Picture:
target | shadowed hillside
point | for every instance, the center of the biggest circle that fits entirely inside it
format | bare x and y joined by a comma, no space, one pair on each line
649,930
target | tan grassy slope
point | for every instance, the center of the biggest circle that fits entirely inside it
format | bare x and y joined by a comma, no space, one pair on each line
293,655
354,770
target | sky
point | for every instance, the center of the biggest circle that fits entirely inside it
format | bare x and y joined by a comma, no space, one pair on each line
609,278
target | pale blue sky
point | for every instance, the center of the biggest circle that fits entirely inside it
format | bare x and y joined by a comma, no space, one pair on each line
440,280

================================

* EXERCISE BRIEF *
Rewrite the rows above as a two-column CSV with the header input,output. Give one line per row, with its text under input and its answer under output, each in one quoted field with line breaks turned into spaces.

* THE RESPONSE *
input,output
"Picture: target | shadowed hillside point | for every instance, the center of the biggest circle that fits entirely inside it format | bare x and y joined by a comma, no space, one pair on each line","649,930"
"target | tan grassy slope point | for every instance, the center of the biggest circle that fits entirely inside it format | bare x and y joined by a comma, no space, one pair on each line","293,655 354,770"
"target | sky point | for every instance, the center of the biggest circle that fits entirely inside it format | bare x and y joined by a comma, no space, one pair on each line","609,278"
"target | pale blue sky point | for every instance, the center of the biggest circle that fits entirely inside it format | bare x and y joined by a comma, no space, one pair on each line","440,280"